## Stated problem 1
In the blog post, repeat the part that opens with the words containing "Talking To The" and closes with "her Dad wanted?", and change "macaroni pie" to "fish supper".
## Stated problem 2
Condense the paragraph of the blog post that begins "Let's begin with the known facts" into a shorter version that keeps its main points.
## Stated problem 3
Extend the blog post about Nicola Sturgeon writing for the Daily Mail, picking up after its final sentence.

## Text block
Friday, 26 June 2015

Talking To The Enemy


Who’d have imagined such a day would come?  Stomach-churning angst amongst Yes supporters and celebratory congas throughout Bastardville.  Nicola Sturgeon’s fallen from grace with an almighty splat, and nothing will ever be the same again.  Why, oh why, couldn’t she have given her firm support to the macaroni pie, instead of signing up to the campaign only because it’s what her Dad wanted?

No, wait a minute, that’s not it. It’s unspeakably, horrifically worse than that, worse even than ripping the head off the new Partick Thistle mascot and finding Kaye Adams underneath.  She’s… she’s… (adjusts straitjacket)… written a piece for the Daily Mail!

Gee, thanks, Nicola! Here I am trying to write a knockabout comedy blog that secretly depends on me never saying anything too controversial, and suddenly I’ve got a hugely divisive issue bang in front of me, as unavoidable as a skateboarding hippopotamus singing Moon River.  I don’t know if there’s a section of the humour spectrum between “hardline Cybernat” and “apologist sell-out”, but, with a pile of Setlers on the desk and an unimpeded route to the bathroom, it’s time to find out…

Let’s begin with the known facts, at least in this universe, rather than the parallel one where Katie Hopkins runs a humanitarian NGO.  The Daily Mail is a poisonous, bile-ridden, hate-mongering, rancid, mendacious piece of gut-rot that Satan wouldn’t use as bog-roll for fear of getting a nasty rash.  If I were down to my last tin of Heinz Ravioli, with my wife threatening to change the locks if I didn’t earn some dosh, I still wouldn’t accept money to write for it.  Even if its editor promised to print my piece verbatim, without comment, and let me call it Famous Unionist Wankers.

But what if one of the Mail’s minions doorstepped me before my first coffee of the day, to ask searching questions about my disreputable blog, that time I swore on Twitter and whether I’d ever uttered the merest squeak of pleasure at England losing on penalties, then stuck a camera in my face as I forcefully encouraged him to leave?  And if the paper then printed an exposé entitled Unshaven Racist Potty-Mouth Can Dish It Out But Not Take It, featuring a photo of me as a wild-eyed, aggressive loon with disastrous bridgework?  Wouldn’t I be looking for, and very much entitled to, a Right of Reply?

## Information given
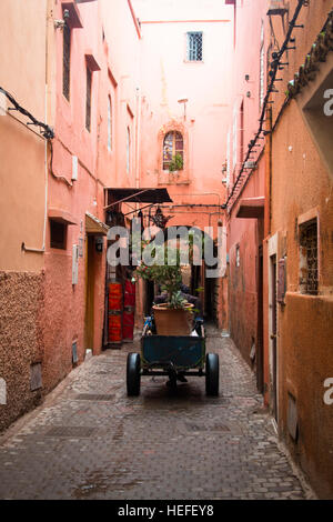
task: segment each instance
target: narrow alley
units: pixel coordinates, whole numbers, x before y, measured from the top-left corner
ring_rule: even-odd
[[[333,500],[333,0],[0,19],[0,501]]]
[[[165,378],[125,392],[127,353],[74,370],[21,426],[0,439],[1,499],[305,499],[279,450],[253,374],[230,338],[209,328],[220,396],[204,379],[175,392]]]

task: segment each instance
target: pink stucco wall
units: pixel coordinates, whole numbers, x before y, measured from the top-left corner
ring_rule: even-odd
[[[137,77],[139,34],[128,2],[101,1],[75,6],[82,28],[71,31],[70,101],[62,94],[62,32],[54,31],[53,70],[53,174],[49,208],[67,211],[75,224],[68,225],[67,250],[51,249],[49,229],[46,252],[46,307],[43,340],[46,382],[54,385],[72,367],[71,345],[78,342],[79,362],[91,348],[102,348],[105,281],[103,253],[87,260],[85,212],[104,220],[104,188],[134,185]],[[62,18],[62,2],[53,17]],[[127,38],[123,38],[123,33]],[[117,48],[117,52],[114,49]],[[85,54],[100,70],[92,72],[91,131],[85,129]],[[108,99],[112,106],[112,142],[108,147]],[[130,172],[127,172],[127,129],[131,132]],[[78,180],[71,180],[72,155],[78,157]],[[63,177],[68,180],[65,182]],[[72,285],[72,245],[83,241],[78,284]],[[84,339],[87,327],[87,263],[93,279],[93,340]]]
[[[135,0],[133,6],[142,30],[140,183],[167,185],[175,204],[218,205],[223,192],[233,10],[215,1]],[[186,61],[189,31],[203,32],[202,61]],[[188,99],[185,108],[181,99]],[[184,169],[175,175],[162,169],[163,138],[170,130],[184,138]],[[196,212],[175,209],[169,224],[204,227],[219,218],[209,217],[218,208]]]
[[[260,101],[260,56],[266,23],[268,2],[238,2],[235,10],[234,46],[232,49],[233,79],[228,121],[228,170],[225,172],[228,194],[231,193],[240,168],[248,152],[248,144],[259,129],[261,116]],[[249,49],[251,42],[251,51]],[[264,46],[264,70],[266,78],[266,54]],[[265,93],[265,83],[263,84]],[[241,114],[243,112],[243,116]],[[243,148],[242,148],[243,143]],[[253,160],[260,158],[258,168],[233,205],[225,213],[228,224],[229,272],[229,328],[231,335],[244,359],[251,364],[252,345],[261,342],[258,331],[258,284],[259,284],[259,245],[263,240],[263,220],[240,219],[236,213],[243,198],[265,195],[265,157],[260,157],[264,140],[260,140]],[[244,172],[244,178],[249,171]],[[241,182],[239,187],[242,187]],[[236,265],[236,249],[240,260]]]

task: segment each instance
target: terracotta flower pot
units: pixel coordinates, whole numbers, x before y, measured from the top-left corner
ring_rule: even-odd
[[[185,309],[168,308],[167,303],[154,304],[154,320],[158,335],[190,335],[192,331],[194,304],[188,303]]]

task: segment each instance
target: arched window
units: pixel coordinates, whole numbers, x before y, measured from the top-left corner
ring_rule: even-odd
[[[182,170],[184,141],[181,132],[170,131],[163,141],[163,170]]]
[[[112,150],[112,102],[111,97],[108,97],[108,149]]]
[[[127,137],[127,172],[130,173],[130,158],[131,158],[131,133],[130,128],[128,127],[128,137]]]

## Written reply 1
Talking To The Enemy


Who’d have imagined such a day would come?  Stomach-churning angst amongst Yes supporters and celebratory congas throughout Bastardville.  Nicola Sturgeon’s fallen from grace with an almighty splat, and nothing will ever be the same again.  Why, oh why, couldn’t she have given her firm support to the fish supper, instead of signing up to the campaign only because it’s what her Dad wanted?

## Written reply 2
The writer starts with the known facts of this universe, not a parallel one where Katie Hopkins runs a humanitarian NGO. The Daily Mail is branded poisonous, bile-ridden, hate-mongering and mendacious, so foul that Satan wouldn't use it as toilet roll. Even when down to a last tin of Heinz Ravioli, with a wife threatening to change the locks, the writer would refuse its money. That holds even if the editor promised to print the piece verbatim, without comment, under the title Famous Unionist Wankers.

## Written reply 3
That’s not quite Nicola’s position, of course, since she’s much too savvy to open the door to anyone before she’s fully explored the coffee-making possibilities of That Awfy Expensive Machine She’s Got.  But I’d say she was certainly entitled to a right of reply, having been monstered the previous day for following people on Twitter and graciously acknowledging their personal Tweets without setting up a full-time monitoring unit to analyse everything else they’d spouted on the Internet before or since.  The smug claptrap merchants at the Mail leapt on it as an “exclusive”, which in one sense it was: by stating her case plainly in her own words, with a backup copy on the SNP web site, Nicola neatly excluded the possibility of some treacherous hack indulging in a bit of textual jiggery-pokery.

Does exercising a right of reply constitute endorsement of the Mail and all its evil machinations?  Well, some say it does, and I’m happy to respect the bojangles out of that viewpoint, but I beg to differ. I suppose it does recognise it as an organ of influence, rather than something that should be cordoned off until the emergency services destroy it in a controlled explosion, but sadly that’s exactly what it is.  Mail readers may not be inclined to put Nicola on a pedestal, unless they’re allowed to stand menacingly around it with firebrands, but that doesn’t mean she shouldn’t at least try to insert whatever sense she can into their craniums.

But is she simply dancing to the Mail’s militaristic tune?  That's a harder question, but it exists independently of her foray into print.  Realpolitik dictates that if a complaint is publicly put to her, and it has any sort of truth in it, she has to be seen to take action. 

Some miscreants – and, so you can start setting up the gunk tank above my head, I’d include in this anyone bad-mouthing Charles Kennedy for his drink problem – deserve all they get, plus the additional sanction of being attached to an arse-kicking machine for a week.  Others - and please excuse the stench of moral relativism, purists, but I’d place Neil Hay of “Paco McSheepie” infamy in this category - have been chucked under the bus on charges that, upon examination, look shakier than a unicyclist juggling a drinks tray.  

I’m not comfortable with that broad-brush splurge, and having to watch, of all scandal-sheets, the DAILY F…F…FESTERING MAIL strut around as the arbiter of what is and isn’t acceptable is like being force-fed a powdered glass smoothie, but I can understand why it happens.   

Incidentally, in case any hypocrisy-sniffers at the Mail feel the urge to trawl through my own Twitter history, I don’t regard following someone as approval of everything they Tweet, I don’t do guilt by association and I’ll make my own grown-up decisions about whom I follow, thanks awfully.  Nicola, alas, doesn’t have that luxury.

In that context, writing the piece she did could be defended as a decent attempt to set out some principles rather than simply getting railroaded every time some numpty from the Mail lobs a “dossier” at her.  Even with my curmudgeonly dungarees and bunnet on, I couldn’t find fault with anything she wrote.  

She wholeheartedly condemned Twitter abuse, as we should all do loudly and consistently. She welcomed properly-conducted debate. She distinguished threats, misogyny, homophobia, racism and other types of vileness from impassioned industrial language. She made it clear she can’t police Twitter single-handedly, but took responsibility for dealing with line-crossers within the SNP and laid down a challenge to other parties to follow suit.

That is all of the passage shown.